Copy out all of the data that follows, exactly as it appears.
-- Record extracts follows --
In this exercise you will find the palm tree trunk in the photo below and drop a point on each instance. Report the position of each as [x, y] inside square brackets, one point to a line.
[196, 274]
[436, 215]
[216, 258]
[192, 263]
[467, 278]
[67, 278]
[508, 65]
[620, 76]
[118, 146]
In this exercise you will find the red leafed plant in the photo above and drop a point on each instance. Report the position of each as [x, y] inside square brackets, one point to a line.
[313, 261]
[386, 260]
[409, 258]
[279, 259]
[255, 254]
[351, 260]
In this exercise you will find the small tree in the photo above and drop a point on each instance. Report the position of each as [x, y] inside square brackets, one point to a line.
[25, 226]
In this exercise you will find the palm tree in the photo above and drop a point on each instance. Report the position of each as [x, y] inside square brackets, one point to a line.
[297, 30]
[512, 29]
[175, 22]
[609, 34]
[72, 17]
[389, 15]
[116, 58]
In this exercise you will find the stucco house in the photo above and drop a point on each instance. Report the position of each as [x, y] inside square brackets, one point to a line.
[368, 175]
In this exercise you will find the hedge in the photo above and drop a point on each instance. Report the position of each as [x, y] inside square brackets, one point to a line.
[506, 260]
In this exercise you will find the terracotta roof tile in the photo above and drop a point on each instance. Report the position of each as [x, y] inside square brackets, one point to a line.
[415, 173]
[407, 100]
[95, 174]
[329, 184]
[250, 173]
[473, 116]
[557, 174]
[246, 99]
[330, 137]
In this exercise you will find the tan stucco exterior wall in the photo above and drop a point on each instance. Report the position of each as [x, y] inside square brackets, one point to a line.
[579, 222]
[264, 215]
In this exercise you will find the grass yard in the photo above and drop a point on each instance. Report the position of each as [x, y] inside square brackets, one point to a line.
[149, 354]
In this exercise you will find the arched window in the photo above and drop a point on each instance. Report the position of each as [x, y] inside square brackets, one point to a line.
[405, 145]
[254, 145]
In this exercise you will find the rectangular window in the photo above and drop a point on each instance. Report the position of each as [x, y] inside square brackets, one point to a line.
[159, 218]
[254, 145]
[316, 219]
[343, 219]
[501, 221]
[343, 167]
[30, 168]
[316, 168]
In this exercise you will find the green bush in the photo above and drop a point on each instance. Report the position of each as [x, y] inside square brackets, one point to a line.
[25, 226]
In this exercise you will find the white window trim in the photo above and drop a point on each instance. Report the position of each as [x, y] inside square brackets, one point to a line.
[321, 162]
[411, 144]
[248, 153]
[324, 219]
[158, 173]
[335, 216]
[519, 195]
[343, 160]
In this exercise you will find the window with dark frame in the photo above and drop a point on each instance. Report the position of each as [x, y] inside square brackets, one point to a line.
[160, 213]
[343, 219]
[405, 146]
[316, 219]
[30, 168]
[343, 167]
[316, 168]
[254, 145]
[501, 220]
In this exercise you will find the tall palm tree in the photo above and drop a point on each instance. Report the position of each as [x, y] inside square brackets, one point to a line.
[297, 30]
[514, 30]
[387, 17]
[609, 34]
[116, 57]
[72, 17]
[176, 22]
-- Record extracts concluded --
• Task solution
In this exercise you will find the palm tree trunk in the photo below and drop a point on each instance. Report the position of each as [x, y] inside square brackets, one point to a line.
[196, 274]
[436, 215]
[216, 258]
[192, 263]
[467, 278]
[67, 278]
[508, 65]
[620, 76]
[118, 146]
In this exercise you will find the red leafed plant in the photo above and drop a point on each instance. Report the position of each as [x, y] inside square brackets, one point to a line.
[313, 261]
[386, 260]
[409, 258]
[279, 259]
[255, 254]
[351, 260]
In this exercise you will find the small tree in the photo above and drop a point on each instance. Report the position of each as [x, y] inside square brackets, one point to a line.
[25, 226]
In this exercise you will find the palm tree in the photo above and drop a point on each instance. Report the position of each as [x, y] inside square brackets, one point to a line.
[297, 30]
[512, 29]
[175, 22]
[609, 34]
[72, 17]
[389, 15]
[116, 58]
In this exercise you will find the stucco house in the photo above and drop a point on each instance. Report the position of each as [x, y] inside square brackets, one point to a line.
[368, 175]
In this exercise you will find the hedge in the photo above and drop a point on each instance. Report the position of each as [x, y] inside square brackets, one point to a line.
[506, 260]
In this exercise you will find the terracotta roof tile in the photo above and drop a point on each instance. Report the position of each as [x, y] inside square brackets, one point to a line.
[415, 173]
[407, 100]
[95, 174]
[329, 184]
[250, 173]
[473, 116]
[557, 174]
[246, 99]
[330, 137]
In this exercise you will find the tan stucco exterior wall in the photo above and drop a point on each instance. Report the position of each as [x, y] inside square brackets, one point to a line.
[579, 222]
[264, 215]
In this exercise you will find the grass yard in the photo above and drop a point on each instance. Report the position of each as [x, y] inside square brackets, one point to a line.
[149, 354]
In this exercise you will find the arched window in the photo above and drop a point on each instance. Report the position of each as [x, y] inside square brackets, one point to a line.
[405, 145]
[254, 145]
In this exercise you will find the rectangular window in the photo above and drop a point on each instance. Report the position of each as [x, y] inside square brackets, one point to a line.
[159, 218]
[254, 145]
[316, 219]
[343, 219]
[501, 221]
[343, 167]
[30, 168]
[316, 168]
In this exercise you will find the green bush in the photo above and drop a point on each instance. Report the position of each as [x, y] inside square brackets, one point to a line.
[25, 226]
In this exercise you will find the white window trim in the photo above and drop a point on each instance. Report the position of each as [x, y] inside square brackets, one point to a line.
[321, 162]
[411, 144]
[248, 153]
[324, 219]
[158, 173]
[335, 216]
[519, 195]
[343, 160]
In this exercise you will find the window with dark frame in the photo above and drop a point on each instance. Report the position of each as [x, y] inside square brackets, one point to a line.
[160, 213]
[343, 219]
[405, 146]
[316, 219]
[30, 168]
[343, 167]
[316, 168]
[254, 145]
[501, 220]
In this exercise you will find the tall palm tree in the photo above and drop a point on each instance. Report the position of each as [x, y] inside square brackets, one point to a line.
[297, 30]
[514, 30]
[387, 17]
[609, 34]
[116, 57]
[72, 17]
[176, 22]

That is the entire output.